Extracted records
Start of Block

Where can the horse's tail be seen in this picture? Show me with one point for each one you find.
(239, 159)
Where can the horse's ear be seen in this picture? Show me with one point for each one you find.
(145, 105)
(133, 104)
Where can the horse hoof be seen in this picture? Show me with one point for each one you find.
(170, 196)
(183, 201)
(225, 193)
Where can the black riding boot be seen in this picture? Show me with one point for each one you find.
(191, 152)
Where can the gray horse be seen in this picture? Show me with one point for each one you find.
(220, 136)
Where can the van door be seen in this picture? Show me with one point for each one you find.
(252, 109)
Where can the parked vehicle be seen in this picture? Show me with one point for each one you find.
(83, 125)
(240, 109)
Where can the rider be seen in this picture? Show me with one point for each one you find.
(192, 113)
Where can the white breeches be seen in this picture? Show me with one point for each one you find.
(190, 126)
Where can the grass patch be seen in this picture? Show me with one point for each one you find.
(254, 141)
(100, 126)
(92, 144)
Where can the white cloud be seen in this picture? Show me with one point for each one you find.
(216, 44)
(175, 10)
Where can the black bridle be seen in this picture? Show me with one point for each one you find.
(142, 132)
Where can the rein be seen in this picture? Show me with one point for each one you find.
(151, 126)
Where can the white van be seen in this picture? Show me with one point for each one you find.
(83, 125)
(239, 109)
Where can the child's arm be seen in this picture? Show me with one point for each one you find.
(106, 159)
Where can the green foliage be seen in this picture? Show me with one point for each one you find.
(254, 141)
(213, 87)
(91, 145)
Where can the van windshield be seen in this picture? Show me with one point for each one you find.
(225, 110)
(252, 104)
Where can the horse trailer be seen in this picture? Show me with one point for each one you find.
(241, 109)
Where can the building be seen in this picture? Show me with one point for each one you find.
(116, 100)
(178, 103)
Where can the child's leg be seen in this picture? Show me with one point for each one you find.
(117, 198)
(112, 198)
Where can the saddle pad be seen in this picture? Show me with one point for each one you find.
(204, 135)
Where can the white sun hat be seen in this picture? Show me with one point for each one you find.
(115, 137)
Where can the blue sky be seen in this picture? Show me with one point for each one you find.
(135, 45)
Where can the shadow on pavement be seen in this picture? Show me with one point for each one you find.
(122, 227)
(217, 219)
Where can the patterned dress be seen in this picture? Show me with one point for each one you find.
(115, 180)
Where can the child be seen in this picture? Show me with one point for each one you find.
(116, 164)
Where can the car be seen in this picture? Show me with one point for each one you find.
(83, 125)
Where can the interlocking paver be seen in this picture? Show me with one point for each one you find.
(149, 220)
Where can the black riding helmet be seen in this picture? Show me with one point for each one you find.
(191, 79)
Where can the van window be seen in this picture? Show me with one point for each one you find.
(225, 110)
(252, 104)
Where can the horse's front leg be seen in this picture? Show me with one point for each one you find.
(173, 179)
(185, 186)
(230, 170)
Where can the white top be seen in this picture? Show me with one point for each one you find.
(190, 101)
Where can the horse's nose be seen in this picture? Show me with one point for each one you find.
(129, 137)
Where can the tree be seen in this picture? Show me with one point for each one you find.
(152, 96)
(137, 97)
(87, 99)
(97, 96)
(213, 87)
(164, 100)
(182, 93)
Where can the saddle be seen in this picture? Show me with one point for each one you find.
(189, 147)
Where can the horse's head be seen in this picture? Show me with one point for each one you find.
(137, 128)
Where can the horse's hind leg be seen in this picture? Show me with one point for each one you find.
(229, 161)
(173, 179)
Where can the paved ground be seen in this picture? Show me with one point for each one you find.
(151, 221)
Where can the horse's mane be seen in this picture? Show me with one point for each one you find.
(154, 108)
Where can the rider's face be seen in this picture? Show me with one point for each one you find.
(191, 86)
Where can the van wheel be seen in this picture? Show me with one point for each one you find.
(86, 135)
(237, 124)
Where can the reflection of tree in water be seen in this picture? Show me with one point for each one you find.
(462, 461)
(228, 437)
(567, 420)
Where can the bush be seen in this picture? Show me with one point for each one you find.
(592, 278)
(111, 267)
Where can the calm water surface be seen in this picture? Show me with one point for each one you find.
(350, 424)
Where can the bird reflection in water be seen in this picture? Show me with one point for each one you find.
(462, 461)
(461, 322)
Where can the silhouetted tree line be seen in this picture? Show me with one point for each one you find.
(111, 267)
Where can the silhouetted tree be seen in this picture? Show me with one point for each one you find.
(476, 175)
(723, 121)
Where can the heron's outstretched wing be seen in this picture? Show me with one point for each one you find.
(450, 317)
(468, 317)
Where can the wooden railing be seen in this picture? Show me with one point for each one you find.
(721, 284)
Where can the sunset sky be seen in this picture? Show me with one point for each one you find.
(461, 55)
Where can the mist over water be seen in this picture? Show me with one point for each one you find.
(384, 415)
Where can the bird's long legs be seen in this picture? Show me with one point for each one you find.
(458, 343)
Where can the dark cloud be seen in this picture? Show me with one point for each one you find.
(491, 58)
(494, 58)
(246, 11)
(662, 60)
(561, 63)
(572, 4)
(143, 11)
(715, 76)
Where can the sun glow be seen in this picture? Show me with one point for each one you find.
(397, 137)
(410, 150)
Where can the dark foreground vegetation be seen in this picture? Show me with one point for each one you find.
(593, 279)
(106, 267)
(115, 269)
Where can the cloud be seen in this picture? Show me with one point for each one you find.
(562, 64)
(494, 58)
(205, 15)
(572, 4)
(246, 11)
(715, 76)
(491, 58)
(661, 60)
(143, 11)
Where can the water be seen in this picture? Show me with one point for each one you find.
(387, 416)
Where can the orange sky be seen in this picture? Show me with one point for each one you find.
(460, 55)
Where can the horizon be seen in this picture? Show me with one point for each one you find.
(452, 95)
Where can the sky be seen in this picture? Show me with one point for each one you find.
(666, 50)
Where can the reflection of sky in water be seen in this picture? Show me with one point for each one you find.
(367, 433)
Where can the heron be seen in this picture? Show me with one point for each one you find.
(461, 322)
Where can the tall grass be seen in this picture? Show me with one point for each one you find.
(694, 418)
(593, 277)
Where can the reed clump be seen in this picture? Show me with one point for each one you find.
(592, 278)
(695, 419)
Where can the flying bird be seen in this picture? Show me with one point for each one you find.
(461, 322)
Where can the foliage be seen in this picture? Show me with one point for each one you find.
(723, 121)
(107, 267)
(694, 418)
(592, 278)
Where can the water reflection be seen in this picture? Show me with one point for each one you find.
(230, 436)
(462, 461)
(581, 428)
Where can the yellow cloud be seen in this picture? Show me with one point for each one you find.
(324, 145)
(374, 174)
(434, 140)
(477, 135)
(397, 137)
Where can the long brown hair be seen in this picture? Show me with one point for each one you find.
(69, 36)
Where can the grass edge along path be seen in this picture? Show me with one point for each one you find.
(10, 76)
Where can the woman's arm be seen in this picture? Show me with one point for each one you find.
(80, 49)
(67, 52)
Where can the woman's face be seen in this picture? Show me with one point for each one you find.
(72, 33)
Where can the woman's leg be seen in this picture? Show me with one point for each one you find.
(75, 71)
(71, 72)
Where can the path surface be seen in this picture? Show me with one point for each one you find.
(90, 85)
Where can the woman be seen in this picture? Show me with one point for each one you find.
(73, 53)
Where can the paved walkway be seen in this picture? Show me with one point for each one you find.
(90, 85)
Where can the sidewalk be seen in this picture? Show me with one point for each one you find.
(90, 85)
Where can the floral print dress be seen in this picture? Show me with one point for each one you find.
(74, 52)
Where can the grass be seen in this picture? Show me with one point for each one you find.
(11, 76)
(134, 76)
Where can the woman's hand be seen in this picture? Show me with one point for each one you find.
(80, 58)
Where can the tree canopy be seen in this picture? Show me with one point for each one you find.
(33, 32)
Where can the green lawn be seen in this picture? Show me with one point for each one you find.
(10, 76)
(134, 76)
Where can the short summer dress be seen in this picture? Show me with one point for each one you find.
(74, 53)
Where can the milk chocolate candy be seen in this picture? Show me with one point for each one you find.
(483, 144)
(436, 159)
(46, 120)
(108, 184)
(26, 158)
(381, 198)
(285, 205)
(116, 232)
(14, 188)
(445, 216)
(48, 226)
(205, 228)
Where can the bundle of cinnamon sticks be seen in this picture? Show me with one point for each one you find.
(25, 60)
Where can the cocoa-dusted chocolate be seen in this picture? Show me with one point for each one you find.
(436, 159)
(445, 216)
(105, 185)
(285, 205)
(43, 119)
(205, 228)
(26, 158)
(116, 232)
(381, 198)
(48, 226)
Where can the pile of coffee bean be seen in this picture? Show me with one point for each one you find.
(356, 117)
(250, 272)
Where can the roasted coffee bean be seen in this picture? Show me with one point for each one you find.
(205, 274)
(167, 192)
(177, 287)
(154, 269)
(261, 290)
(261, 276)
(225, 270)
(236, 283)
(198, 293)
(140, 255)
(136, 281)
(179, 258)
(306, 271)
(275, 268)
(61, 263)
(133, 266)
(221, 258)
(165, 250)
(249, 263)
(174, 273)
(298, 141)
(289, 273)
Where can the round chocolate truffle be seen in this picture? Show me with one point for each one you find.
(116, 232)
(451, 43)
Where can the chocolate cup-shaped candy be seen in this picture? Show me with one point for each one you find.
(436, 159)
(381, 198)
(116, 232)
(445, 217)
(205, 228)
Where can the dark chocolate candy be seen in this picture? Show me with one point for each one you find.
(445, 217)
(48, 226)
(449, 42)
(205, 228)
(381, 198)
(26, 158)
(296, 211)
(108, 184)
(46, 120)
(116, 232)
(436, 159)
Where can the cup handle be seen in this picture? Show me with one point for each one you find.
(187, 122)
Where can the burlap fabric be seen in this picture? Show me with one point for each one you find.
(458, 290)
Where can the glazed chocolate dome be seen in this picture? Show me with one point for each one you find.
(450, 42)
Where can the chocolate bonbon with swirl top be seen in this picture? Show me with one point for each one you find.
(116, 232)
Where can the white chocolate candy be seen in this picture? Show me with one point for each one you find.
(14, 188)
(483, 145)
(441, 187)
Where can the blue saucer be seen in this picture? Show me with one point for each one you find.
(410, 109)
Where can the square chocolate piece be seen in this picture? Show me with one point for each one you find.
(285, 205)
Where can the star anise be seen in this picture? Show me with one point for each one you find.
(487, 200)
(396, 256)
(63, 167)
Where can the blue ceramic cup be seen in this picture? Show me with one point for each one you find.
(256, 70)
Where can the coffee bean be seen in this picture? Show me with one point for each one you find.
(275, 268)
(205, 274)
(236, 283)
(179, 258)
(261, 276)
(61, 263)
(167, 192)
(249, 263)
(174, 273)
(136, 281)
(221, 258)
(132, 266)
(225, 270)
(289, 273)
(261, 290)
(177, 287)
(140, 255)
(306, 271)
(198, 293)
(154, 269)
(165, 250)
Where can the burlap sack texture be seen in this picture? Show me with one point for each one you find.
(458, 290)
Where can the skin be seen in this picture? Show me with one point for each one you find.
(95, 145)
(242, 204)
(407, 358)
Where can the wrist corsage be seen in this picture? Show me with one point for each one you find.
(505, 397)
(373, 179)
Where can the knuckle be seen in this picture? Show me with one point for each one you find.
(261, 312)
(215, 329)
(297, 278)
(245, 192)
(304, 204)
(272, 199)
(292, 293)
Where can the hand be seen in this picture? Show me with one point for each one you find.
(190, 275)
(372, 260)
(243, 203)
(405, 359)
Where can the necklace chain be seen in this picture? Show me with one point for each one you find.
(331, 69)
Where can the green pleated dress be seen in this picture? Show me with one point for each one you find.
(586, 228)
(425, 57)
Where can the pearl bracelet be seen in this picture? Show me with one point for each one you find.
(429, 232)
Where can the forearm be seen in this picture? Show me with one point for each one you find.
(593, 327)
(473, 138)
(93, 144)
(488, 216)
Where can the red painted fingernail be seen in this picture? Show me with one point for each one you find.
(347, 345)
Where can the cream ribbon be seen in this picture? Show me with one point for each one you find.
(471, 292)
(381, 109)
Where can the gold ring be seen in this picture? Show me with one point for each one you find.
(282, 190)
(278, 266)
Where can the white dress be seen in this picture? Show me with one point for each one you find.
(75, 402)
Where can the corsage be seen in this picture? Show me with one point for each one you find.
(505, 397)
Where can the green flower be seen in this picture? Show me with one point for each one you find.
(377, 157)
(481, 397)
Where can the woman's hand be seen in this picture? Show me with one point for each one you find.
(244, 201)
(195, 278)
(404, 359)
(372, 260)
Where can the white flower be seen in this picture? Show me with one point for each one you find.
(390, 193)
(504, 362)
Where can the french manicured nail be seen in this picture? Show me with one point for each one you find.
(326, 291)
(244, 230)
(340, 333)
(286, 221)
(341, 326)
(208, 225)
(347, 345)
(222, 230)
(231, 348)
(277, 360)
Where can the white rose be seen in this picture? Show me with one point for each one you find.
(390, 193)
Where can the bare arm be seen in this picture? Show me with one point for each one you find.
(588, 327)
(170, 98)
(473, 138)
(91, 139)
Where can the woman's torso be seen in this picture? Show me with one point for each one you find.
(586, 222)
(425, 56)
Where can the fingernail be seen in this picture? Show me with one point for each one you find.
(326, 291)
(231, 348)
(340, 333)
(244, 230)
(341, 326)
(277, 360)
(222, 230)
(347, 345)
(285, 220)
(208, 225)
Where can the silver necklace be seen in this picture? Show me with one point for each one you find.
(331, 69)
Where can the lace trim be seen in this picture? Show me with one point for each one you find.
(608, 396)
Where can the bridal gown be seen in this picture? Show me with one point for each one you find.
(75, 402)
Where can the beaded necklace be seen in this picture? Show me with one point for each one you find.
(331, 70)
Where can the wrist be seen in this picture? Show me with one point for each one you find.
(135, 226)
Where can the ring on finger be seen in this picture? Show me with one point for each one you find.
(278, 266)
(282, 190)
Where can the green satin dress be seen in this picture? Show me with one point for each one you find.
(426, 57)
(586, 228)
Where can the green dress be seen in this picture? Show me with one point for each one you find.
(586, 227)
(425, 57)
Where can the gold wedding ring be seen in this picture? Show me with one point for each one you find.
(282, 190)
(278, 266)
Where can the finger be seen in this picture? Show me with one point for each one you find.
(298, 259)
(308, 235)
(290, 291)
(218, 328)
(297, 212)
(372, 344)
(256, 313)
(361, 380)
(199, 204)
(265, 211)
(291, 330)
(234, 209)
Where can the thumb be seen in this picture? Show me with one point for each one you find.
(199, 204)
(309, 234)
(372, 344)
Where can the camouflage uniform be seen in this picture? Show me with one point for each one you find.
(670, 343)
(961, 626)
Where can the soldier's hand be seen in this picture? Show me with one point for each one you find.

End of Block

What you need to do => Only the lines from the one holding "Where can the green dress" through the final line of the entries, both included, should be given again, word for word.

Answer for the task =>
Where can the green dress be seen in this picture? Show me with one point for each one you find.
(586, 227)
(425, 57)
Where can the gold wedding ring be seen in this picture? Show me with one point for each one you find.
(282, 190)
(278, 266)
Where can the finger be seen in this picture? Show me with one point for each one you find.
(298, 259)
(308, 235)
(290, 291)
(218, 328)
(297, 212)
(372, 344)
(256, 313)
(361, 380)
(199, 204)
(265, 211)
(291, 330)
(234, 209)
Where can the thumb be seen in this picture? Show me with one point for each one you find.
(199, 204)
(309, 234)
(372, 344)
Where can the camouflage uniform be seen in this picture? Show me with one point for each one you find.
(670, 343)
(961, 626)
Where can the soldier's hand be seen in this picture? Show me with one point for each one you find.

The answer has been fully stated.